In the field of criminal justice, parole is a term used for the early conditional release of a prisoner from a correctional facility while still serving out a sentence. The terms of the prisoner's release may include specific qualifiers to maintain continued parole eligibility. This is called a parole plan. In some cases, these qualifiers include avoiding alcohol or drugs, remaining in contact with a parole officer, or finding suitable employment. Prisoners released under this program are called parolees.
Parole is sometimes confused with probation or commutation of sentence. Parole differs from probation in that it is an early release from prison, while probation is the strict supervision of a convicted criminal who has not been incarcerated. Commutation of sentence means an individual is considered to have served his or her entire sentence but still has a criminal record.
The early release of inmates from a correctional facility was first conceived by Alexander Maconochie in 1840. As the superintendent of the English penal colonies in Australia, Maconochie was looking for a method to help prisoners prepare for their return to a normal society. He developed a three-tiered system that allowed prisoners to earn their supervised freedom. This freedom was conditional upon the parolee's own behavior, and breaking the terms of release resulted in the individual's return to prison.

#### [Information supplied]

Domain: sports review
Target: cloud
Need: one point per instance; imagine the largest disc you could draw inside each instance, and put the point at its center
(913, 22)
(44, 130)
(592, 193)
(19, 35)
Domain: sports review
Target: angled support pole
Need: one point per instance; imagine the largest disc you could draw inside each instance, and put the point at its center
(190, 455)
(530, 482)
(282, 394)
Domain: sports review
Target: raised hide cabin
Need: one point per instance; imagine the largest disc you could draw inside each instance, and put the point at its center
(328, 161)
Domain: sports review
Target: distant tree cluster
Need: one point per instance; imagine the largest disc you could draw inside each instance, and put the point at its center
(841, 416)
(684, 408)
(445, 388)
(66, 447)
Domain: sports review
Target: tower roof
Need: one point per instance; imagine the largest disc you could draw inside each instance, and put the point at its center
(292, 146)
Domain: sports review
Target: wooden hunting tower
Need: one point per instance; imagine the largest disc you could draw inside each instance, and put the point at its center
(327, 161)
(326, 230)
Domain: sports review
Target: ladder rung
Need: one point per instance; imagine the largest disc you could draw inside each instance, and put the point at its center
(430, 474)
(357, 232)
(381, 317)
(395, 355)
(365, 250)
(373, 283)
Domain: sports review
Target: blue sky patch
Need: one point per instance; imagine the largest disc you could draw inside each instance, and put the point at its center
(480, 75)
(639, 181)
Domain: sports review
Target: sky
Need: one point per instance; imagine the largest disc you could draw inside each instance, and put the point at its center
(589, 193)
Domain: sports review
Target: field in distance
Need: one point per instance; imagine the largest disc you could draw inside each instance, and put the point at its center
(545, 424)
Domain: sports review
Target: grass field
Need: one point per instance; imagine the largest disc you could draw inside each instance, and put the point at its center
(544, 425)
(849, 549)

#### [What the task asks]
Resume the passage on parole after its last sentence and carry it forward in the same style.

#### [Response below]
Depending upon the local laws and customs, early release may be granted for a number of reasons. A parolee may be granted early release from confinement based on good behavior, humanitarian efforts, or other factors that influence the decision of a parole board. These early release programs also come with a varying amount of supervision as some parolees have very few restrictions while other people are required to meet strict guidelines to maintain their release.
In some countries, this program is used to release a prisoner who needs medical attention that cannot be provided within the confines of a prison. This type of release program is sometimes called compassionate release or medical parole. This type of early release program is also used by some countries to effectively banish political prisoners from a country. In these instances, the stipulations of the parolee's release may state that the prisoner is being granted freedom to seek foreign medical treatment on the condition that they will not return to the country. One example of this method is the Chinese government's release of political dissident, Ngawang Chophel, in 2002 from Chengdu prison.